- _Set exercise a_
Extract every line of the records that contains the string "photograph".

FAQ

Updated on 18/11/2016

  1. What is the Taman Tugu Project all about?
  2. What are the plans for the park?
  3. Where is the Taman Tugu site? Does it include Tugu Negara or Taman Botani Perdana?
  4. Why do we need another green area in the city?
  5. Who will be responsible for maintenance of the park after it is completed? How will it be sustained?
  6. Who owns/ will own the park? What does it mean that it will be held in trust?
  7. What security considerations have been taken into account for the Taman Tugu Project?
  8. What are the "connectors" all about?
  9. What are the key benefits of the Taman Tugu Project?
  10. How will contracts be awarded for the Taman Tugu Project?
  11. What is the role of MNS and FRIM in the Taman Tugu Project?

  1. What is the Taman Tugu Project all about?

    • The Taman Tugu Project is a multi-component not-for-profit corporate social responsibility (“CSR”) initiative led by Khazanah Nasional Berhad in collaboration with Dewan Bandaraya Kuala Lumpur (“DBKL”) with the support of various stakeholders including Ministry of Federal Territories, Ministry of Natural Resources and Environment, Economic Planning Unit (“EPU”), Public Private Partnership Unit (“UKAS”), Forest Research Institute of Malaysia (“FRIM”) and Malaysian Nature Society (“MNS”).

    On an overall basis, up to RM650 million has been set aside for the project covering the following components:

    1. Conserving and activating a 66-acre urban forest park (~RM190m), this includes:
      • Preservation of approximately 800 existing trees on the site
      • Enhancement of the green by adding more than 4,000 Malaysian Rainforest Trees – sourced from nurseries across Malaysia.

- _Set exercise b_
List each abbreviation that the Taman Tugu FAQ defines in parentheses, along with the full name it stands for.

[Dataset rows showing where objects appear]

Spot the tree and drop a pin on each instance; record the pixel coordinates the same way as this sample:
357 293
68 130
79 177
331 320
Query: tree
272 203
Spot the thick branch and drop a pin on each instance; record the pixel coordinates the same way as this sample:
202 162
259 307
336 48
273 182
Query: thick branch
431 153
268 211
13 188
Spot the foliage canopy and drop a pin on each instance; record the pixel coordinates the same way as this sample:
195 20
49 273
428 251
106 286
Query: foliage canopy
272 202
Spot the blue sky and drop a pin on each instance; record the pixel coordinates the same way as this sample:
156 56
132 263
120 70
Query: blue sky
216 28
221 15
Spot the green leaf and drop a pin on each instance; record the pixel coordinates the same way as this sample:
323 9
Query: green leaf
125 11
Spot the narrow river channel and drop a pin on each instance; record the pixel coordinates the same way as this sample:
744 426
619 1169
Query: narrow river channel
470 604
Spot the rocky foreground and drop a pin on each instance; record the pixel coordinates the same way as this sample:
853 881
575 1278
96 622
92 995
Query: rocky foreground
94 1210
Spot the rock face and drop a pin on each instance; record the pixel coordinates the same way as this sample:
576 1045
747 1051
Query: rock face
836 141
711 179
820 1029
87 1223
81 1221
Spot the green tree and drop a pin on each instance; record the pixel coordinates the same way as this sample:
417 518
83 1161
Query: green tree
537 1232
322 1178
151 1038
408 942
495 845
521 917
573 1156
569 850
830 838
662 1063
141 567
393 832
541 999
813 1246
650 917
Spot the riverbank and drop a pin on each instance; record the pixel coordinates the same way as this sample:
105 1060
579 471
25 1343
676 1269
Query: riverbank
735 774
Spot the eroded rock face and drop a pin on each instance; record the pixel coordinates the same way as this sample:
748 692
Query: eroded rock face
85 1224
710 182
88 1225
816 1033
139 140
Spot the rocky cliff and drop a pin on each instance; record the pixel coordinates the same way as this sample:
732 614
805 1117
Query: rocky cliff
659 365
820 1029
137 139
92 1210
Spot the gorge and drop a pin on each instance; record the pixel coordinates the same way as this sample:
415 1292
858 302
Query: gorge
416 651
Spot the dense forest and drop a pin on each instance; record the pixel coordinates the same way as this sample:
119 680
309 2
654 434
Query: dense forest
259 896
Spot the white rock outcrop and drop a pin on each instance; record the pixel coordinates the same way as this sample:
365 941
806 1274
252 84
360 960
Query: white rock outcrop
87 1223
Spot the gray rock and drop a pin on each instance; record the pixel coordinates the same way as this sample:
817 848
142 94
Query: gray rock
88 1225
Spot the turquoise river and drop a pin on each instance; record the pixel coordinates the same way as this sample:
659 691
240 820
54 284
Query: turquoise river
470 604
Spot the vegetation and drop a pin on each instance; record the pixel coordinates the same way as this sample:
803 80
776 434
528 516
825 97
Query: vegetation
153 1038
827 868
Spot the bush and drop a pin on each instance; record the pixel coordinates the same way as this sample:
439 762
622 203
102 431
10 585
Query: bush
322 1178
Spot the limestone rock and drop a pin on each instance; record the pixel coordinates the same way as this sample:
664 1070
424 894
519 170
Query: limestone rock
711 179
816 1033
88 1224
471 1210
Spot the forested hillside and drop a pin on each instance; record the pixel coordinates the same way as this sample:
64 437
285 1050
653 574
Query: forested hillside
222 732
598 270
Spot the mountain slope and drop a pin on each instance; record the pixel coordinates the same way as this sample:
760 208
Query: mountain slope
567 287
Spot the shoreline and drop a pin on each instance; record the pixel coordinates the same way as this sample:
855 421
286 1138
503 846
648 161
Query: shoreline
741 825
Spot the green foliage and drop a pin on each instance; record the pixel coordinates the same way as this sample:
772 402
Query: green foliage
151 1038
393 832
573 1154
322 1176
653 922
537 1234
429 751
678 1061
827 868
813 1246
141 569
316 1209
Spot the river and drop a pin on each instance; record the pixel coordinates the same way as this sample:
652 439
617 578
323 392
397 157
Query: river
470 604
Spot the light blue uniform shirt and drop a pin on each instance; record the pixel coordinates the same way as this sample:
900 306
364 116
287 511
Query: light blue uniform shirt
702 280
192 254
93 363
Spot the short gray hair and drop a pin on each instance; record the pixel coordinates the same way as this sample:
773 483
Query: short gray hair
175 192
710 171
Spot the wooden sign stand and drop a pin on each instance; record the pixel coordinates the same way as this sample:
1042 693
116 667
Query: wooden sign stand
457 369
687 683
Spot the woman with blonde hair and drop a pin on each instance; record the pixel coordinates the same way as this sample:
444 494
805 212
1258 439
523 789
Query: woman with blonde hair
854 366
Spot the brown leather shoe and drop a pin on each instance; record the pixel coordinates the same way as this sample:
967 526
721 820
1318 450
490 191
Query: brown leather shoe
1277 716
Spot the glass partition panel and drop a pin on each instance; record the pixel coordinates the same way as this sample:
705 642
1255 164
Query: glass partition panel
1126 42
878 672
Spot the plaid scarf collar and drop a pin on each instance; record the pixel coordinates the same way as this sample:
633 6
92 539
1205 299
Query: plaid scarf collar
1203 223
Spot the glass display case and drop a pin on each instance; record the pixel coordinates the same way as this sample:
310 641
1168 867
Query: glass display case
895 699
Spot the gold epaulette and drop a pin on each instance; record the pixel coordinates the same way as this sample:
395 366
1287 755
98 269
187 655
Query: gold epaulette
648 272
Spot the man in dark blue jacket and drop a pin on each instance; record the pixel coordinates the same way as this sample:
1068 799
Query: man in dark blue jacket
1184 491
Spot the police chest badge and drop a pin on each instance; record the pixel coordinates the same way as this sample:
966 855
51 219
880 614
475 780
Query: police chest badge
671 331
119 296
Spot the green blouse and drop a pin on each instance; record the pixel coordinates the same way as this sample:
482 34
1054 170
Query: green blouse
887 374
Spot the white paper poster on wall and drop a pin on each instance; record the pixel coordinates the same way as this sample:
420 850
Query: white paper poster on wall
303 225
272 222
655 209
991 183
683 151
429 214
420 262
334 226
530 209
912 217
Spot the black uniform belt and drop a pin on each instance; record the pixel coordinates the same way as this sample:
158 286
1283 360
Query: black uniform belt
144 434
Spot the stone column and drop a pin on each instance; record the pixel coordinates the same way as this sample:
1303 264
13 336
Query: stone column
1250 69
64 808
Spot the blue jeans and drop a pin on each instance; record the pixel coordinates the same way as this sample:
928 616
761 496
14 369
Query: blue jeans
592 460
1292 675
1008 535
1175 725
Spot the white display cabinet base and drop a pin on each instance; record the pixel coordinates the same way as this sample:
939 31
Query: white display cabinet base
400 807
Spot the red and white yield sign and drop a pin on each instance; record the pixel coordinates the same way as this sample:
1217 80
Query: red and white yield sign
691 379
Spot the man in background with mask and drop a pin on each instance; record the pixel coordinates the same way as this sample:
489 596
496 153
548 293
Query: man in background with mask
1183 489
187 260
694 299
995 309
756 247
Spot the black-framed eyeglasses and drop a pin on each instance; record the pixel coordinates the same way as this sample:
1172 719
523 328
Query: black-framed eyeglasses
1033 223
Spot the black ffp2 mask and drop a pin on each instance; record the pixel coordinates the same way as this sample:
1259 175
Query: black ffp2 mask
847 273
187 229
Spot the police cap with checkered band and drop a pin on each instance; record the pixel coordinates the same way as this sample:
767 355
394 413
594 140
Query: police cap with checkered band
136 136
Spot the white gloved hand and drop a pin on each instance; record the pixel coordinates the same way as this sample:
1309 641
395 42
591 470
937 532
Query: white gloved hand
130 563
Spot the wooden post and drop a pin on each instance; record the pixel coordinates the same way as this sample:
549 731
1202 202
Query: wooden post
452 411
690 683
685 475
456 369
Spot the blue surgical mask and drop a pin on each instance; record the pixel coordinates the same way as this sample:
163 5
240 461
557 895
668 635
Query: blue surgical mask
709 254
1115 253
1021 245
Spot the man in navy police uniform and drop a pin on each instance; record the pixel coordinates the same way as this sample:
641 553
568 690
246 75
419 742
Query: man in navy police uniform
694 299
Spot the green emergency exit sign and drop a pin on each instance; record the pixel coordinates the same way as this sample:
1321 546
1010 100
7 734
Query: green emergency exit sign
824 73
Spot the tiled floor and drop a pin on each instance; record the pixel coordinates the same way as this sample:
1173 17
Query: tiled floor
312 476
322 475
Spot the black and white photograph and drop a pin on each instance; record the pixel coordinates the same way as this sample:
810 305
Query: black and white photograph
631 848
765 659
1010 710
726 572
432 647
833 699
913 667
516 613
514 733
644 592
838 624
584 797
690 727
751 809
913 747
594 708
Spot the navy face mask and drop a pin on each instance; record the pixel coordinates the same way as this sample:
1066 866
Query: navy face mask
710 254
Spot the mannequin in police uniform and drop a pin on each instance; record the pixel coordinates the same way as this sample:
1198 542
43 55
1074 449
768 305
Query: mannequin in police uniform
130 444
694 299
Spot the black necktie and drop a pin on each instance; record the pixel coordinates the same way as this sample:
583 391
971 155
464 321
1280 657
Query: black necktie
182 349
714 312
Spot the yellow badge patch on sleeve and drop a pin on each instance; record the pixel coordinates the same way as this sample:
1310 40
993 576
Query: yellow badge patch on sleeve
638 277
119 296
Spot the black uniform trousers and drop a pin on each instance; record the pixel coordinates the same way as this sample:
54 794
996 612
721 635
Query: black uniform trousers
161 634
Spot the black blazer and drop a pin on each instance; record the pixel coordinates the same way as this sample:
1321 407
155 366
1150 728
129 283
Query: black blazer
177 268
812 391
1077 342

- _Final result a_
Spot the black and white photograph and drop a pin on each instance; record the pixel coordinates the same way as this sample:
Query: black and white photograph

- _Final result b_
CSR: corporate social responsibility
DBKL: Dewan Bandaraya Kuala Lumpur
EPU: Economic Planning Unit
UKAS: Public Private Partnership Unit
FRIM: Forest Research Institute of Malaysia
MNS: Malaysian Nature Society